Copy out every line below that contains the word "window".

[begin Input material]

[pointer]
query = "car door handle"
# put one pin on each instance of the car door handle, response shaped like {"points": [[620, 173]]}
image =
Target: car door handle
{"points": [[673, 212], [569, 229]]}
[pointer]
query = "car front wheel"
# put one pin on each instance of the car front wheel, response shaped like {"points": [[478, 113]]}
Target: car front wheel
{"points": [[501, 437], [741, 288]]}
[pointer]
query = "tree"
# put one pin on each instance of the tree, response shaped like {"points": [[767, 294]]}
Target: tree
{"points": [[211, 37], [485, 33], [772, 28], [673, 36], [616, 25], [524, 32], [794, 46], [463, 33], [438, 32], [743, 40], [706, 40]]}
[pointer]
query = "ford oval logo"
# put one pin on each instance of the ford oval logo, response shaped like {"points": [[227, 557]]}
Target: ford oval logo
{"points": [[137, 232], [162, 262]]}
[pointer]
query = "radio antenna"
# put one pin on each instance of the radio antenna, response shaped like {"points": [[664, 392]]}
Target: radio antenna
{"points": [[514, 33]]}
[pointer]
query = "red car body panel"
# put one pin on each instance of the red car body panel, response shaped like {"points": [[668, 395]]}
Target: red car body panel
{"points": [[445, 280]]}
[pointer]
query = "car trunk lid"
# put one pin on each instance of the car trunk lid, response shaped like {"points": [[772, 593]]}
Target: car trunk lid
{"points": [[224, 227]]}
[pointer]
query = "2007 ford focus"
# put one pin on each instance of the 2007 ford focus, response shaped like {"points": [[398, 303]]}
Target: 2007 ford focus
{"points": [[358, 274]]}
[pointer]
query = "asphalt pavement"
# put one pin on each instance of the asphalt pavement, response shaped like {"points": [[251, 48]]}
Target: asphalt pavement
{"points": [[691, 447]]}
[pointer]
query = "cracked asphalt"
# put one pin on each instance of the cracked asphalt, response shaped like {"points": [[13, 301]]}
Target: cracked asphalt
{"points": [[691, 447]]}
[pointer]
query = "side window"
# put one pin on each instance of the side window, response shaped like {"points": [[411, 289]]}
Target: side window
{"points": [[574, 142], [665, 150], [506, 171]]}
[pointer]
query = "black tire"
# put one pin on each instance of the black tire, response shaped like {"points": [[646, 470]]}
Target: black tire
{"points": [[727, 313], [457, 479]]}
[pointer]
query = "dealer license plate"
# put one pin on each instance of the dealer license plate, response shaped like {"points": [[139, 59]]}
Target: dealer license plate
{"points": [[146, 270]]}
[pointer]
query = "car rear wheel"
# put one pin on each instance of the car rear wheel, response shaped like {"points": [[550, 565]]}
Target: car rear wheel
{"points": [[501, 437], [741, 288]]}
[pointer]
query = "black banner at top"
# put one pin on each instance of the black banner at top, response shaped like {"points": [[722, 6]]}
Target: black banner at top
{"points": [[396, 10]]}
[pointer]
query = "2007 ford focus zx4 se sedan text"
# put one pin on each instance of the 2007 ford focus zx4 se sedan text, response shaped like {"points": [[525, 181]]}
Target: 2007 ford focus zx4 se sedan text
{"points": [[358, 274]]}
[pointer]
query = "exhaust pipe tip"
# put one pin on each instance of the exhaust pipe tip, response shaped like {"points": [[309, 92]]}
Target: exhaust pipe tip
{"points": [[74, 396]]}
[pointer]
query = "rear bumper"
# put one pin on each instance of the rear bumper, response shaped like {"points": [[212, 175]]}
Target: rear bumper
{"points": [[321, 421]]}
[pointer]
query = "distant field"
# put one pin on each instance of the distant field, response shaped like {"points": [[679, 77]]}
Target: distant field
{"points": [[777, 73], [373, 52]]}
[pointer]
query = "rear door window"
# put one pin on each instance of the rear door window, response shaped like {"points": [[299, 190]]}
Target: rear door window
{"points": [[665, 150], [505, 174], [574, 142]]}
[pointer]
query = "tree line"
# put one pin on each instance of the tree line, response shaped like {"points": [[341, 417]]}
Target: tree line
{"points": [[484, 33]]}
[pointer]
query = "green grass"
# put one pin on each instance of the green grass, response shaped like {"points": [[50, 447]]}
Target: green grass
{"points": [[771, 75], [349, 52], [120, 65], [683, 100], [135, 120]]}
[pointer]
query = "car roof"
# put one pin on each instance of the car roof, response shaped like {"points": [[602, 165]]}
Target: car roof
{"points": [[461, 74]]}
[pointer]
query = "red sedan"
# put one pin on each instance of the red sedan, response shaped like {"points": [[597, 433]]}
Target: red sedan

[end Input material]

Response to this task:
query = "side window"
# put one pin on each instance of the side window, response shaped like {"points": [[411, 289]]}
Target: side window
query = "rear door window"
# put one pin on each instance of the rear door window, response shaped like {"points": [[299, 190]]}
Target: rear door window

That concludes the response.